Yapılacak Görevler:
A: Yeşil Mutabakat metnine göre Avrupa Birliği, Avrupa Yeşil Mutabakatı'nı hangi ay ve yılda yayımladı?
B: Yeşil Mutabakat metnini son cümlesinden itibaren sürdürün.

Okunacak Metin:
>>
İçindekiler
Avrupa Birliği (AB) 2015 yılındaki Paris Anlaşması’nın ardından kendi yol haritasını oluşturarak Aralık 2019’da Avrupa Yeşil Mutabakatı’nı yayımladı. Bu mutabakat AB’ye üye olan, aynı zamanda AB ile iş birliği ve ticaret yapan ülkeler açısından çok ciddi ve geniş kapsamlı bir dönüşüm içeriyor.
<<
Sağlanan Veriler:
>>
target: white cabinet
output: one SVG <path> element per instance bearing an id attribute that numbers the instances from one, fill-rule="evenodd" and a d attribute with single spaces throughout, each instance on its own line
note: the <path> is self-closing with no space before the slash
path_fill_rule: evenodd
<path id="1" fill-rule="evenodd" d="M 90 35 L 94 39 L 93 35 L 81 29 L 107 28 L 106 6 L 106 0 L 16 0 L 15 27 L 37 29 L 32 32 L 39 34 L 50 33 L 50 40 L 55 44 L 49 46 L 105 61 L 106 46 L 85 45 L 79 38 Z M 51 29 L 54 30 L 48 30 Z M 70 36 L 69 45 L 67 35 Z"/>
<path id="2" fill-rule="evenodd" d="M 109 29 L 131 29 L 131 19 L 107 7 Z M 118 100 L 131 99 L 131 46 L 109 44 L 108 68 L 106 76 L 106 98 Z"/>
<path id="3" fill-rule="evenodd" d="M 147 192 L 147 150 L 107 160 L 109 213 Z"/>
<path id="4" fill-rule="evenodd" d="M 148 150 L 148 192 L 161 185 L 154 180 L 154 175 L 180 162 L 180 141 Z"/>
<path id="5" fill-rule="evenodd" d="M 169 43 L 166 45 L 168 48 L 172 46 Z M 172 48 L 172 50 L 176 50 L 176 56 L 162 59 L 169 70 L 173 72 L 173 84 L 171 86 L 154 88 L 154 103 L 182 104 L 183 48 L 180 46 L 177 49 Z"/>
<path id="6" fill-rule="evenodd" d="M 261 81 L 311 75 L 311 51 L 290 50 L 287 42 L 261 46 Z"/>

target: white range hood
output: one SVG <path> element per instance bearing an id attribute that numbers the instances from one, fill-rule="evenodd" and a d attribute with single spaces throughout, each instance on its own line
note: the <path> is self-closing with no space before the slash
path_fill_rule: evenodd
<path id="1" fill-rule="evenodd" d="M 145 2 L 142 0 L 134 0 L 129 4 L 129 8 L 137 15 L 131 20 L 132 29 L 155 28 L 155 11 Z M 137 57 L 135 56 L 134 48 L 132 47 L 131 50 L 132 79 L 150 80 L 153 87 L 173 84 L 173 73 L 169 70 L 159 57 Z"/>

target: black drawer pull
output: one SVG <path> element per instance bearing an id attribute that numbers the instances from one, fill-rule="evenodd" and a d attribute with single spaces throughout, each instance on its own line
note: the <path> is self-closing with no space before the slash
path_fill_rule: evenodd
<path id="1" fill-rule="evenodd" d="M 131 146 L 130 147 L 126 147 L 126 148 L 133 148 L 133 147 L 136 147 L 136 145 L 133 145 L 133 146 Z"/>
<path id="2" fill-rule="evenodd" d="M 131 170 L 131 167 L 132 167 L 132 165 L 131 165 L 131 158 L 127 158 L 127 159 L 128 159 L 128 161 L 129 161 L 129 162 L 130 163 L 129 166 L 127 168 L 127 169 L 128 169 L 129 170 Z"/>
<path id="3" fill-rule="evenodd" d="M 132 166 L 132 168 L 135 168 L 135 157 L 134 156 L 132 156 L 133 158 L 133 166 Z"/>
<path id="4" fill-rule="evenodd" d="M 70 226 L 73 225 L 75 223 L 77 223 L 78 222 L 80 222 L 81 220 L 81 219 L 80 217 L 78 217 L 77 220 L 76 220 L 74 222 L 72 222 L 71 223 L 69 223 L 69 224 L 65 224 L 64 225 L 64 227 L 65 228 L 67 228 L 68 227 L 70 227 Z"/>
<<
Görev Yanıtları:
A: Aralık 2019'da.

B:
2030’a gelindiğinde Avrupa’daki karbon salımını 1990 düzeyine kıyasla yüzde 55 düşürmeyi hedefleyen AB, bu hedefe uygun olarak hazırladığı bir kalkınma planı niteliğinde olan “Fit for 55 (55’e Uyum)” paketini de 2021 yılı temmuz ayında kamuoyu ile paylaştı. AB’nin nihai hedefi ise 2050 yılında dünyanın ilk karbon-nötr kıtası hâline gelmek. AB, Avrupa Konseyi 2030 İklim ve Enerji Politikaları Çerçevesi ve Avrupa Komisyonu’nun 2020 yılı sonrası küresel iklim değişikliği ile mücadele planını odağına alarak 6 Mart 2015’te iklim eylem planını sunan ilk büyük ekonomidir. AB hedefini bu belgede “2030 yılı için ekonomi genelindeki sera gazı emisyonunu en az %40 azaltmak” olarak ifade etmiştir. Bu hedef, Paris Anlaşması’nın orta vadeli hedefi ile de paraleldir.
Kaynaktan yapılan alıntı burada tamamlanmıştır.